TASK PROMPT | Where does "white" appear in the data? Return each line that holds it.

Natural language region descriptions
• • • •

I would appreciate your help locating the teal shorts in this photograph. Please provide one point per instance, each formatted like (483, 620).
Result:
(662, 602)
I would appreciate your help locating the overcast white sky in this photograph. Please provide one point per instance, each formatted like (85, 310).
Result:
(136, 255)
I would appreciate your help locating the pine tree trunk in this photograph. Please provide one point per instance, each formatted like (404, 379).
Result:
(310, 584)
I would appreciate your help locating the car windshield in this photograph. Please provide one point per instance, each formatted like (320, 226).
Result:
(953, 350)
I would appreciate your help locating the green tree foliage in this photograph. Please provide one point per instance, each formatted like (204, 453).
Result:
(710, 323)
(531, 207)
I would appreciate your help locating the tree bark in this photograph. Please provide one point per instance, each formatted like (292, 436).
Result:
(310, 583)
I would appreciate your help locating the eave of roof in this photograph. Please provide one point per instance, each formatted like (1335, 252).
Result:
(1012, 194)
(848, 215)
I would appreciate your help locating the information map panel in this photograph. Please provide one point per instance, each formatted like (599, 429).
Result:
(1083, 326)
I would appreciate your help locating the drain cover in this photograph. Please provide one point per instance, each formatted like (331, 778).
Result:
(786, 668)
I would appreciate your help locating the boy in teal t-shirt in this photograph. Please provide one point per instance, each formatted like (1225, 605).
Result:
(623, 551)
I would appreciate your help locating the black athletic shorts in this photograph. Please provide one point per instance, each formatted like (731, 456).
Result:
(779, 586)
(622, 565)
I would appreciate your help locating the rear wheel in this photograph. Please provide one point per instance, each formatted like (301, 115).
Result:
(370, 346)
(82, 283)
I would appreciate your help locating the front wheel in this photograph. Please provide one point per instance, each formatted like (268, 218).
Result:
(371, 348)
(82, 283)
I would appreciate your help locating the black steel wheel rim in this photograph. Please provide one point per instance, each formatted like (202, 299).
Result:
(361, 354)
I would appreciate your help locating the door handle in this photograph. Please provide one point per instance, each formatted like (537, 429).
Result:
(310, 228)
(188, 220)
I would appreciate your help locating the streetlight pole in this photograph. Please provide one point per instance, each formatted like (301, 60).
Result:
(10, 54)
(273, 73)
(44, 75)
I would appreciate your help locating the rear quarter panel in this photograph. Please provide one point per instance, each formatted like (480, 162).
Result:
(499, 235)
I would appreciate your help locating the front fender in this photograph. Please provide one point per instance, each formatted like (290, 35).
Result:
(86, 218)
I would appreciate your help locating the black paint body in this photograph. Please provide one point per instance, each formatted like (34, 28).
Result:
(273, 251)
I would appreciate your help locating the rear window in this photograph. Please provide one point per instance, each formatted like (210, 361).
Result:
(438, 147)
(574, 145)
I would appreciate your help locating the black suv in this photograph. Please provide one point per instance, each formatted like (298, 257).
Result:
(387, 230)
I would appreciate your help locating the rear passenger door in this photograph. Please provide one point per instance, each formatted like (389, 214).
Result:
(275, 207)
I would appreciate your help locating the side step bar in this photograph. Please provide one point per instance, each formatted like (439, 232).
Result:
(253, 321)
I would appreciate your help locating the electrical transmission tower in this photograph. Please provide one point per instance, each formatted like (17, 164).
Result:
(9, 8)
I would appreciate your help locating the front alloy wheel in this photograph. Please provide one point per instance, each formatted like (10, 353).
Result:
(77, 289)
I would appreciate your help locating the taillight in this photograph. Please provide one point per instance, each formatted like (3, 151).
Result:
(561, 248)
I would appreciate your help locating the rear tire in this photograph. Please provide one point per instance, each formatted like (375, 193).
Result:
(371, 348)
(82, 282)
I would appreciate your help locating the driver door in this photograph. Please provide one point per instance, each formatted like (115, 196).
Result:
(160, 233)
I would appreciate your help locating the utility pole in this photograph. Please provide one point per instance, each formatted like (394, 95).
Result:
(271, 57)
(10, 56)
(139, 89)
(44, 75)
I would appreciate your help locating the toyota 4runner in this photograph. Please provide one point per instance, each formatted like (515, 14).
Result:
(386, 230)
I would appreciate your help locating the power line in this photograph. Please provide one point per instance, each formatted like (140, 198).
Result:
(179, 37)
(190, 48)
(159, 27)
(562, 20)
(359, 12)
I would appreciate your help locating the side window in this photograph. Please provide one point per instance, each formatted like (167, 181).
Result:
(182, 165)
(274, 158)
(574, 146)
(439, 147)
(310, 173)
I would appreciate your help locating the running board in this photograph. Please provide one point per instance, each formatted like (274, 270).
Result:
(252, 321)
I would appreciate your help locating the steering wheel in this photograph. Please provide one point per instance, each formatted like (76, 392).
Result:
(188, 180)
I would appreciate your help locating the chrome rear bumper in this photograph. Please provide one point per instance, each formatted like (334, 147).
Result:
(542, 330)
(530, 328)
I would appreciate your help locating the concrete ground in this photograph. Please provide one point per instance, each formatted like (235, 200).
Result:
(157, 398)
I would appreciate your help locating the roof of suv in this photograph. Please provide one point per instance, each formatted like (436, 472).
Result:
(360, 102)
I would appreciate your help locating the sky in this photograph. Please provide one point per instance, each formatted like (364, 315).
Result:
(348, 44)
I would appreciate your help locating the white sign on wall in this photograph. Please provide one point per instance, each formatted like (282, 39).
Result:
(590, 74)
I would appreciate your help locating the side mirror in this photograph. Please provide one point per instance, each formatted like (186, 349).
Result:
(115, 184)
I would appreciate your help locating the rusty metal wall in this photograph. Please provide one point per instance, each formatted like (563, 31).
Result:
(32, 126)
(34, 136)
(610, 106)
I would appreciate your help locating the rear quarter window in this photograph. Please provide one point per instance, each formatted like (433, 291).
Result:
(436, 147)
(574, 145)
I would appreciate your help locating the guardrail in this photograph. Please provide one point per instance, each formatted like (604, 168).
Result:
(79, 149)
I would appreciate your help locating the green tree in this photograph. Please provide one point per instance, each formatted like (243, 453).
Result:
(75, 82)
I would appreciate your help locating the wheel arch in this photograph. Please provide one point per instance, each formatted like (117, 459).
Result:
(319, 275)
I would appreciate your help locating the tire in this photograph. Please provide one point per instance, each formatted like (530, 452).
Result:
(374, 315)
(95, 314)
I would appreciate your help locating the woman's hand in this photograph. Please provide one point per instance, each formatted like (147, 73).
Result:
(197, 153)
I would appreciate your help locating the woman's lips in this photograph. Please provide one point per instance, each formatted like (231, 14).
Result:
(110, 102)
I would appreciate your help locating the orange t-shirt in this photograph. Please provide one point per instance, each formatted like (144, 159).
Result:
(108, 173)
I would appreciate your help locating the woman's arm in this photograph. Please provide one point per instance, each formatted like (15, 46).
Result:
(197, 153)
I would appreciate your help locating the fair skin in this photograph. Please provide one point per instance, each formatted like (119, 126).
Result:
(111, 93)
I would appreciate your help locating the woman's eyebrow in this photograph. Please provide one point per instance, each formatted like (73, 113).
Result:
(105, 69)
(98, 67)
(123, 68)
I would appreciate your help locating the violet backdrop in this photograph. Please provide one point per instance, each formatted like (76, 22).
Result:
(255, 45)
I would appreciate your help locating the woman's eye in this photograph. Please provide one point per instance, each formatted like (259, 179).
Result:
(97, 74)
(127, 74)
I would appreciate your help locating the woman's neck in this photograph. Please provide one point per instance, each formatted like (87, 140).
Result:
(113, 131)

• • • •

SOLUTION TO THE EXERCISE |
I would appreciate your help locating the overcast white sky in this photograph. Please provide one point per instance, each formatted like (85, 310).
I would appreciate your help locating the white sign on wall in this photograph. Please provide one point per instance, each formatted like (282, 39).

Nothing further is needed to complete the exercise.